* **Tasks and exercises**
[A] Answer these questions from the passage about Shaun:
(i) Where is Shaun attacked by the superpowered bad guys?
(ii) What is Katy bored with?
(iii) In what country is Shaun's backstory set?
[B] Reproduce part of the passage about Shaun word for word, starting with "But one day, everything" and going on through "a grand adventure.".

* **Document section**
====
But one day, everything changes. Shaun is ruthlessly attacked by some superpowered bad guys on a bus. This exciting and violent exchange exposes his almost superhuman abilities. Shaun’s kung fu is strong, and with the clever assistance of the spritely Katy, the two save innocent lives. But because this takes place in Marvel’s Phase Four, a time after Thanos’ world-altering snap, a smallish skirmish on public transit isn’t big news.
However, Shaun’s secret identity, that of Shang-Chi, is all Katy can talk about. And Shaun reveals that his backstory in China might put them both in a great deal of danger. Of course Katy, bored with parking cars, jumps at the chance to go on a grand adventure.
====
* **Information**

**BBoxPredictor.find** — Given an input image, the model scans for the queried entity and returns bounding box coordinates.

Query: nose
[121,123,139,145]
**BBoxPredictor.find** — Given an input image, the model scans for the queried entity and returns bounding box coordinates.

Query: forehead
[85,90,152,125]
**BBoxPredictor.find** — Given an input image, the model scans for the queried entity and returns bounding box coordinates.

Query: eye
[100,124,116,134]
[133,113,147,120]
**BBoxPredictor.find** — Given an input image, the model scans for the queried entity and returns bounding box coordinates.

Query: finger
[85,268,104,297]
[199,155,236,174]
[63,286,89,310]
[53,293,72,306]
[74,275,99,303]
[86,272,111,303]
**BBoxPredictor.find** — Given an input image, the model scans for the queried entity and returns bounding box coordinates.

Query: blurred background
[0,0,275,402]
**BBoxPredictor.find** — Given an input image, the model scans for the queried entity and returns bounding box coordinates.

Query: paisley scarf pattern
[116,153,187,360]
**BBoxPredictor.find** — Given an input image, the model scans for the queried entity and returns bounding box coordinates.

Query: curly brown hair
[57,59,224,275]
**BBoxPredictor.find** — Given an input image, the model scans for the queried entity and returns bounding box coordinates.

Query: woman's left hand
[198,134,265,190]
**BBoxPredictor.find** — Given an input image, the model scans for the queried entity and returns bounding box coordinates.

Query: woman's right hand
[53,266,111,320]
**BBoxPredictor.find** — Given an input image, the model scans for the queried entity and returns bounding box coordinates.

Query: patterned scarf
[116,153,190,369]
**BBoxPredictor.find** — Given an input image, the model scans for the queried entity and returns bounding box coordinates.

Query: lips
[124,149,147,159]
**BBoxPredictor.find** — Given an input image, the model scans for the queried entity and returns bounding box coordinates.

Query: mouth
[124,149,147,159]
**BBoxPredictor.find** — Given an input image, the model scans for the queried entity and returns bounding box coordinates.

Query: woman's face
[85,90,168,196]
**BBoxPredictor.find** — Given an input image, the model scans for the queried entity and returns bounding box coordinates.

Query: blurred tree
====
* **Written responses**
[A]
(i) On a bus.
(ii) Parking cars.
(iii) China.

[B]
But one day, everything changes. Shaun is ruthlessly attacked by some superpowered bad guys on a bus. This exciting and violent exchange exposes his almost superhuman abilities. Shaun’s kung fu is strong, and with the clever assistance of the spritely Katy, the two save innocent lives. But because this takes place in Marvel’s Phase Four, a time after Thanos’ world-altering snap, a smallish skirmish on public transit isn’t big news.
However, Shaun’s secret identity, that of Shang-Chi, is all Katy can talk about. And Shaun reveals that his backstory in China might put them both in a great deal of danger. Of course Katy, bored with parking cars, jumps at the chance to go on a grand adventure.